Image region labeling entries
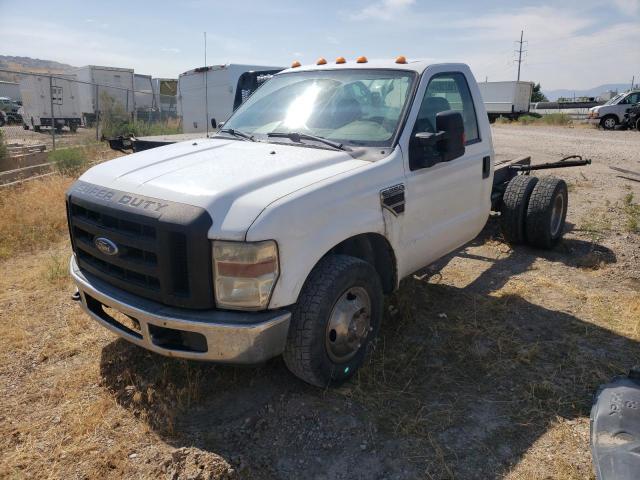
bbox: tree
[531,83,549,103]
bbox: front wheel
[525,177,568,248]
[600,115,618,130]
[283,255,383,387]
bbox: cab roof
[280,58,468,74]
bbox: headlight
[212,240,280,310]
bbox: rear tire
[525,177,569,249]
[500,175,538,245]
[600,115,618,130]
[283,255,383,387]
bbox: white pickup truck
[67,57,587,386]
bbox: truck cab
[589,90,640,130]
[67,57,504,386]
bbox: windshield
[224,70,416,146]
[605,93,624,105]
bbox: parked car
[622,103,640,131]
[0,97,22,124]
[589,90,640,130]
[67,57,587,386]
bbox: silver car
[589,90,640,130]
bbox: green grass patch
[102,117,182,138]
[622,192,640,233]
[48,148,89,177]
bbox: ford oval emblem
[93,237,118,256]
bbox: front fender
[246,149,403,309]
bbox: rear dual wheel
[500,175,568,249]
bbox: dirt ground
[0,125,640,480]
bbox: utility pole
[516,30,527,81]
[204,32,209,137]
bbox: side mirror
[436,110,465,162]
[409,110,465,170]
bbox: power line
[515,30,527,81]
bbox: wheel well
[327,233,398,293]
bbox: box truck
[178,64,282,133]
[20,75,82,132]
[133,73,157,112]
[152,78,178,118]
[73,65,135,125]
[478,82,533,122]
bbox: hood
[80,138,369,240]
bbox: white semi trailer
[478,82,533,122]
[133,73,158,112]
[178,64,283,133]
[20,75,82,132]
[73,65,135,124]
[152,78,178,117]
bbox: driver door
[400,65,493,273]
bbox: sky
[0,0,640,90]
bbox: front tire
[525,177,569,249]
[283,255,383,387]
[500,175,538,245]
[600,115,618,130]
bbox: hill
[544,82,631,101]
[0,55,76,82]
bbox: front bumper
[69,256,291,364]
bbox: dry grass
[0,175,73,259]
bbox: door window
[625,92,640,104]
[413,72,480,145]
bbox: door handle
[482,156,491,178]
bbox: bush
[48,148,89,177]
[102,117,182,138]
[518,115,538,125]
[541,113,573,125]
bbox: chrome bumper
[69,256,291,364]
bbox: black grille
[67,182,213,308]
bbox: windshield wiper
[267,132,347,150]
[218,128,256,142]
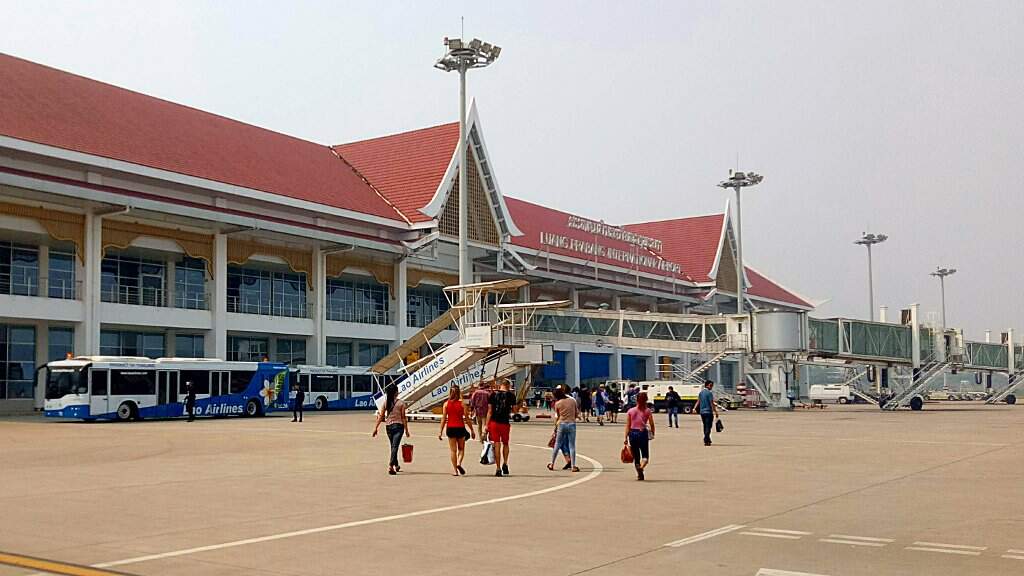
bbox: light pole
[718,170,761,396]
[931,266,956,332]
[718,172,764,314]
[854,232,889,321]
[434,38,502,284]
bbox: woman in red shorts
[437,385,476,476]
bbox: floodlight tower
[930,266,956,332]
[854,232,889,321]
[434,38,502,284]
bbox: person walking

● Exercise requirements: Output every line of the listing above as a JSON list of strings, one string per line, with blank lines skipped and the picture lines left out.

● Correct output:
[
  "bbox: tree",
  "[531,83,549,103]",
  "bbox: front wheel",
  "[525,177,568,248]",
  "[600,115,618,130]",
  "[283,255,383,387]",
  "bbox: cab roof",
  "[280,58,468,74]",
  "bbox: headlight",
  "[212,240,280,310]",
  "bbox: rear tire",
  "[525,177,569,249]",
  "[500,175,538,245]",
  "[600,115,618,130]",
  "[283,255,383,387]",
  "bbox: white pickup truck",
  "[67,57,587,386]",
  "bbox: truck cab",
  "[589,90,640,130]",
  "[67,57,504,386]",
  "bbox: windshield",
  "[224,70,416,146]",
  "[605,93,624,105]",
  "bbox: parked car",
  "[622,103,640,131]",
  "[0,97,22,124]",
  "[589,90,640,130]",
  "[67,57,587,386]",
  "bbox: silver car",
  "[589,90,640,130]",
  "bbox: green grass patch",
  "[102,117,182,138]",
  "[622,192,640,233]",
  "[48,148,89,177]",
  "bbox: ford oval emblem",
  "[93,237,118,256]",
  "bbox: front fender",
  "[246,149,403,309]",
  "bbox: rear dual wheel",
  "[500,175,568,249]",
  "bbox: dirt ground",
  "[0,125,640,480]",
  "bbox: utility pole",
  "[516,30,527,81]",
  "[204,32,209,137]",
  "bbox: side mirror",
  "[436,110,465,162]",
  "[409,110,465,170]",
  "bbox: power line",
  "[515,30,527,81]",
  "bbox: wheel well",
  "[327,233,398,293]",
  "bbox: box truck",
  "[178,64,282,133]",
  "[20,75,82,132]",
  "[133,73,157,112]",
  "[152,78,178,118]",
  "[73,65,135,125]",
  "[478,82,533,122]",
  "bbox: hood",
  "[80,138,369,240]",
  "bbox: white semi trailer",
  "[478,82,533,122]",
  "[133,73,158,112]",
  "[178,64,283,133]",
  "[20,75,82,132]",
  "[73,65,135,124]",
  "[152,78,178,117]",
  "bbox: driver door",
  "[400,65,493,273]",
  "bbox: sky",
  "[0,0,640,90]",
  "bbox: front tire",
  "[525,177,569,249]",
  "[283,255,383,387]",
  "[500,175,538,245]",
  "[600,115,618,130]",
  "bbox: hill",
  "[544,82,631,101]",
  "[0,55,76,82]",
  "bbox: front bumper",
  "[69,256,291,364]",
  "bbox: dry grass",
  "[0,175,73,259]",
  "bbox: door window",
  "[625,92,640,104]",
  "[413,72,480,145]",
  "bbox: door handle",
  "[482,156,491,178]",
  "bbox: bush",
  "[48,148,89,177]",
  "[102,117,182,138]",
  "[518,115,538,125]",
  "[541,113,573,125]",
  "bbox: chrome bumper",
  "[69,256,291,364]",
  "bbox: black grille",
  "[67,182,213,308]",
  "bbox: windshield wiper",
  "[267,132,347,150]",
  "[218,128,256,142]",
  "bbox: light pole",
  "[718,170,761,396]",
  "[931,266,956,332]",
  "[718,172,764,314]",
  "[854,232,889,321]",
  "[434,38,502,284]",
  "bbox: woman in red shorts",
  "[437,385,476,476]",
  "bbox: floodlight tower",
  "[930,266,956,332]",
  "[854,232,889,321]",
  "[434,38,502,284]",
  "bbox: person walking"
]